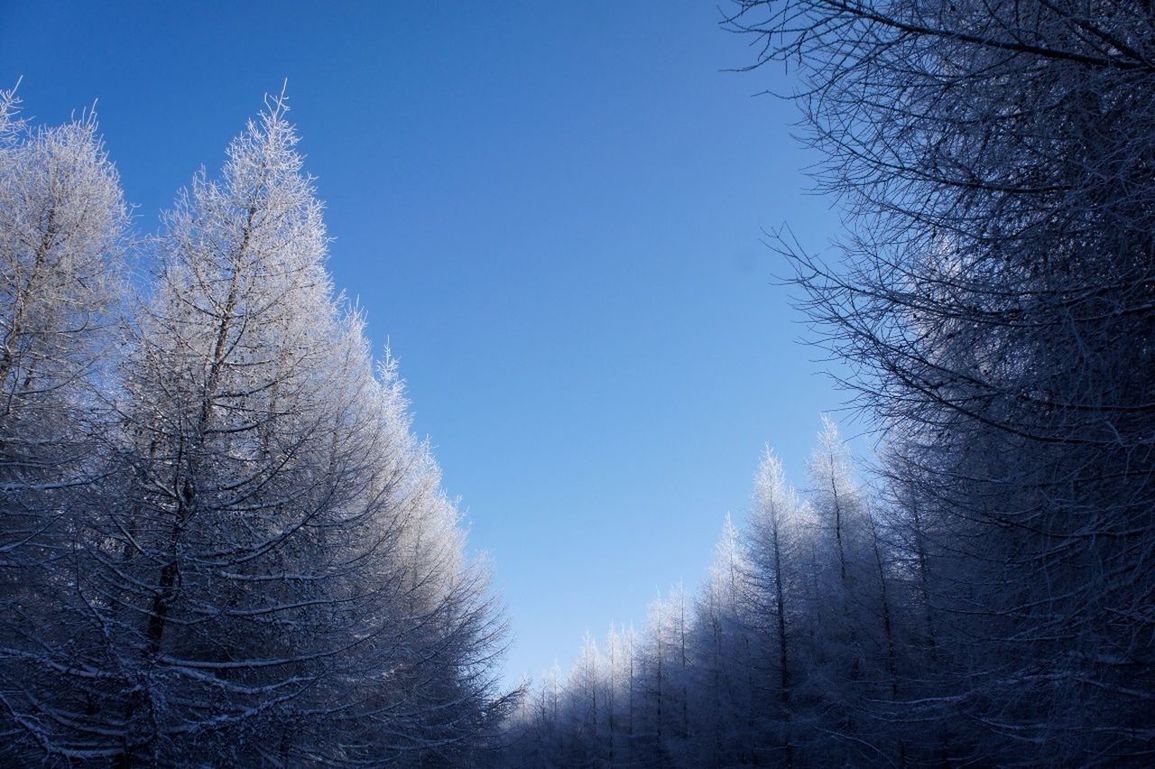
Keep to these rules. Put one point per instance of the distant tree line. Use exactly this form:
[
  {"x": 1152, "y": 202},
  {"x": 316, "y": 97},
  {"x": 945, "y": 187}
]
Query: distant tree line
[
  {"x": 991, "y": 600},
  {"x": 221, "y": 544}
]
# # # # #
Please write out the records again in full, requests included, and offset every x and y coordinate in the answers by adding 117, leaving the numbers in the requests and their format samples as they are. Leave the pictures out.

Keep to these rules. Put one point per instance of the distant tree line. Use exactly this form:
[
  {"x": 1152, "y": 202},
  {"x": 316, "y": 97},
  {"x": 945, "y": 187}
]
Query: distant tree line
[
  {"x": 1108, "y": 717},
  {"x": 338, "y": 661}
]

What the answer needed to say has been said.